Darktable 3.0 workflow

Firs of all, this is about using the new stuff introduced in DT 2.7/3.0.

I understand that a proper workflow would be to follow one of the two options:

  1. base curve + tone curve

  2. filmic rgb + tone equalizer

N. 2 would avoid the user to use shadow highlights and tone curve / rgb curve altogether, if I’ve understood correctly.

Can we add a number 3 perhaps? something like:

  1. exposure+rgb curve

Is there anything missing from such a simple sequence like this (obviously followed by denoising when needed, sharpening and local contrast)? Something to use for example when you don’t want to increase your blacks (so no need to resort to the old shadow/highlights or filmic with its ability to distribute light in a uniform way all over the photo)?

After this attempt of oversimplification, a bazillion other questions came to me, born out of confusing late-night experiments and assorted readings on this forum, watching videos while half-asleep etc. I’ll try to follow a certain logic, so here we go.

Tone curves in LAB mode

Is the tone curve in LAB mode (that until recently was my go-to module to do the bulk of my processing) deprecated or not?

I have read about the necessity to follow a complete RGB pipeline, so my understanding is that we should not do any more processing in LAB mode – which means I should abandon my dear Tone curve in LAB mode. Is this correct? Is this the reason for the introduction of the RGB curve module? And finally: is RGB curve module (linked mode) == Tone curves in RGB m,ode (linked)?

Correcting color casts

If the above is true, i.e. don’t use Tone curve in LAB mode, how am I supposed to fix color casts? I was used to adjust the A/B curves to do this, so is there an alternative for doing this?

I suppose the answer lies in the new color balance module and its ability to neutralize colors, but is there any other recommended method?

Exposure in the pipeline

What is the correct order in the pipeline for the exposure module?

I’m asking because of two contrasting sets of notes I’ve scribbled down. First this:

  • white balance

  • filmic rgb

  • exposure

  • [color corrections]

But I also have the following, from a message posted here on some other thread:

  • exposure

  • white balance

  • color profiles / LUT

  • filmic (tones)

  • color balance (colors)

  • denoising and [other enhancements]

So which is the correct one? Exposure before WB? Exposure after WB and filmic?

Saturation

All the new modules (filmic rgb, rgb curves etc) default to suppress the famous ‘oversaturation’ effect. So what is the best/most correct way to add back some saturation to photographs?

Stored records
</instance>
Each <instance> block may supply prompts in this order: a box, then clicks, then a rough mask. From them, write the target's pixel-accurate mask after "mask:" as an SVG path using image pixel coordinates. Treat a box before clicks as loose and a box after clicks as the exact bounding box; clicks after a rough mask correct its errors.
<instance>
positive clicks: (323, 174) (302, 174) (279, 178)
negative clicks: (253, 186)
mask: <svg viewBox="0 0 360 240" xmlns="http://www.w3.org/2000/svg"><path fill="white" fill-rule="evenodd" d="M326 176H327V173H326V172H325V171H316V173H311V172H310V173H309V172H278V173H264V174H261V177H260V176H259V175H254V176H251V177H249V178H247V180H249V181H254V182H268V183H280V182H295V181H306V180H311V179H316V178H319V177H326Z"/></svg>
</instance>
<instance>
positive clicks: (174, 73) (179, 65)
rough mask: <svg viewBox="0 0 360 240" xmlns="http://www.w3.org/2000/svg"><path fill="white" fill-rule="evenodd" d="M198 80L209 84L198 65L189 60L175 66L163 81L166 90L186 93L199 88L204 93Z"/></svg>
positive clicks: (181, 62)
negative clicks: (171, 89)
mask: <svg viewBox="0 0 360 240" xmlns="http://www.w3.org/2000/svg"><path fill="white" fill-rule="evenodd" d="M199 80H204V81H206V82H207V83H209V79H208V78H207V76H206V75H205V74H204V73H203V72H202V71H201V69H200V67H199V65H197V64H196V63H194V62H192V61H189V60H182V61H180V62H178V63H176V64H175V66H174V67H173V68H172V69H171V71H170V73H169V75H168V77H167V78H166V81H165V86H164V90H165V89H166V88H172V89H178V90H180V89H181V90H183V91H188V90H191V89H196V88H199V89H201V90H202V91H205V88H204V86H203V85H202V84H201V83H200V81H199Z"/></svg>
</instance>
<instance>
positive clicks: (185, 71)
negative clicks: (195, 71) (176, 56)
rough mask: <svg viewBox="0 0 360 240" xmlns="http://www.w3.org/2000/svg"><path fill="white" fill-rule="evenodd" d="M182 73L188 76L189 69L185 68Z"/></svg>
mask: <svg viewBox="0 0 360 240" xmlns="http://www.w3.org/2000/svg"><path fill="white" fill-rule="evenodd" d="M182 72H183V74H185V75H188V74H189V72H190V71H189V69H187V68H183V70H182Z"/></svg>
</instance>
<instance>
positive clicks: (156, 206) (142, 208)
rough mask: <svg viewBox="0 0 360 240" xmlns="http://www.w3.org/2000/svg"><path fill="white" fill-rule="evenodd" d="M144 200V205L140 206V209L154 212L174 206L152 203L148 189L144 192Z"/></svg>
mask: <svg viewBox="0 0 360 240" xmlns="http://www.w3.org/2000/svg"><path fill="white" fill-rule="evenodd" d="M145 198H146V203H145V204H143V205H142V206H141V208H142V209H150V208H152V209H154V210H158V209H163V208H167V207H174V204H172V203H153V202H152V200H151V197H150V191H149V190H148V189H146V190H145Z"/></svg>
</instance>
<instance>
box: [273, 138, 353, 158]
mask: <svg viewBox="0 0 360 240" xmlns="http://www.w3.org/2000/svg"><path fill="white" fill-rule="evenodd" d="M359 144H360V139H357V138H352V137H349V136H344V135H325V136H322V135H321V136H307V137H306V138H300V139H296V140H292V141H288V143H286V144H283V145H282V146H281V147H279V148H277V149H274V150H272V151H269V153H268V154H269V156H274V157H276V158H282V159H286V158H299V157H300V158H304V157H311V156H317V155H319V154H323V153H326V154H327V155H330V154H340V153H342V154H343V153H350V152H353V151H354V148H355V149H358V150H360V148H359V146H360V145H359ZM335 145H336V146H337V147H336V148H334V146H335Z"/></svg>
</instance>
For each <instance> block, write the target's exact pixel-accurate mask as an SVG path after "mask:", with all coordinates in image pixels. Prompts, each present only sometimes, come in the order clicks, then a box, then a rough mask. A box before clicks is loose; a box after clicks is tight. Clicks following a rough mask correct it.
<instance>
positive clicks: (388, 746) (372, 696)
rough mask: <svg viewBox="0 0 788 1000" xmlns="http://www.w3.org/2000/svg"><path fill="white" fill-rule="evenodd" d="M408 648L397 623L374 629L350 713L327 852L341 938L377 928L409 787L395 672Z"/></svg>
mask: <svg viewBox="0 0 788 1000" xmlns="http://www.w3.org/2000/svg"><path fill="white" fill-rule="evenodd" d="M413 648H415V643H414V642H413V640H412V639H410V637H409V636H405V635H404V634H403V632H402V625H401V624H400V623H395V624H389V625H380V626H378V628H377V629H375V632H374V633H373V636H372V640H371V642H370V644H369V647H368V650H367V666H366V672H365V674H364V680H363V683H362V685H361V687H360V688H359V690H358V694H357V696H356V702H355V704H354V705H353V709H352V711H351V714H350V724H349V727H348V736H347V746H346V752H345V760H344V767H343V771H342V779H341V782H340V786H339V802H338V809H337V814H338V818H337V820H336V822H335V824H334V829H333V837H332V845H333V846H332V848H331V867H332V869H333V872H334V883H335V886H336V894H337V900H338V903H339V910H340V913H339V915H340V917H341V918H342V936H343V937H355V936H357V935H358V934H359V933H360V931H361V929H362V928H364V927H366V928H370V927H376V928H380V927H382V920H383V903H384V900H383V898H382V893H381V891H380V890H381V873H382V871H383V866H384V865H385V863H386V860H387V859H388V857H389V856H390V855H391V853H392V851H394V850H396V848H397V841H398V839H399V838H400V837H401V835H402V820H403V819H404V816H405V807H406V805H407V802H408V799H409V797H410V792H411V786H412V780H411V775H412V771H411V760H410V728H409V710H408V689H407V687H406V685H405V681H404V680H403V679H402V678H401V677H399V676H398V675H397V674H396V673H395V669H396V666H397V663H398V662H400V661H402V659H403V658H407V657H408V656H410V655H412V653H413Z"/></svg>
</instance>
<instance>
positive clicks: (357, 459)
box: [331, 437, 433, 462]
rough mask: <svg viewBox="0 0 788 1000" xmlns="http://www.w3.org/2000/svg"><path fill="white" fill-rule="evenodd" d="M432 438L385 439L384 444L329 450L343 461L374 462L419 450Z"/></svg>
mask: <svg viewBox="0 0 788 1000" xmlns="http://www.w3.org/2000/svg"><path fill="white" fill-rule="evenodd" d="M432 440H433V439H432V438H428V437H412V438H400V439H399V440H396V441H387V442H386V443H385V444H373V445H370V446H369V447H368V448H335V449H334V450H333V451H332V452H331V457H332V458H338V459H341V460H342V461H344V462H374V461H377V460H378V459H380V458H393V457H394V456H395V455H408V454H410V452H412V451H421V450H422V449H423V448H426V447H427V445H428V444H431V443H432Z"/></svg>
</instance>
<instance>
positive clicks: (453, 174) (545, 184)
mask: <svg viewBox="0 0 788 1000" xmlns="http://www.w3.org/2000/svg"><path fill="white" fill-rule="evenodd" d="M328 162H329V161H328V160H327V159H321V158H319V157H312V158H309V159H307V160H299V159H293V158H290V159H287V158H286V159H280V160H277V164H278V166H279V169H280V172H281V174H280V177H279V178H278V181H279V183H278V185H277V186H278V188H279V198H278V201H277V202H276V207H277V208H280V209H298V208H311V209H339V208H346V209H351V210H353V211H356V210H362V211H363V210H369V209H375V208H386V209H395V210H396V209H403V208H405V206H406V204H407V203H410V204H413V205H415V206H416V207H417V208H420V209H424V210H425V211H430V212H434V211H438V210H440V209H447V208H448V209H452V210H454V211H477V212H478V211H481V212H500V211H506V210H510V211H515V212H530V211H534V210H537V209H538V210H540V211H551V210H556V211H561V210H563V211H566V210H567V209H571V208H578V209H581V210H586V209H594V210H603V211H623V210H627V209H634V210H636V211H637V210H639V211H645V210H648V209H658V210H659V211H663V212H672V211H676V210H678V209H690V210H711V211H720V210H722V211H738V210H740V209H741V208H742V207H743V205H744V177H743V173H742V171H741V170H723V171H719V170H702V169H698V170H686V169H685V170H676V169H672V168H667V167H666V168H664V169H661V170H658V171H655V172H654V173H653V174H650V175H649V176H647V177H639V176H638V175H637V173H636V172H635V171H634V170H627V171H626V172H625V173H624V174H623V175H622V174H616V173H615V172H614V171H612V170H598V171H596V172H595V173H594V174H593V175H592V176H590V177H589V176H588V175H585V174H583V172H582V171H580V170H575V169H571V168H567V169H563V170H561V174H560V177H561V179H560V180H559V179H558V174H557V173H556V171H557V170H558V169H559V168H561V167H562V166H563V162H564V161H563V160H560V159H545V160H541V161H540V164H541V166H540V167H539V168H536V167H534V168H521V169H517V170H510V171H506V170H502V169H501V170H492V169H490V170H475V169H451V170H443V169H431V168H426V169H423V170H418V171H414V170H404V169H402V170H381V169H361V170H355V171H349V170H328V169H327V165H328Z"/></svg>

[Task prompt]:
Answer these questions about the Darktable 3.0 workflow post:
1. What two options does the writer list as a proper workflow?
2. What did the writer adjust to fix color casts before?
3. Which step comes first in the second set of notes on the order of the exposure module?

[Answer to the exercise]:
1. Base curve + tone curve, and filmic rgb + tone equalizer.
2. The A/B curves of the tone curve in LAB mode.
3. Exposure.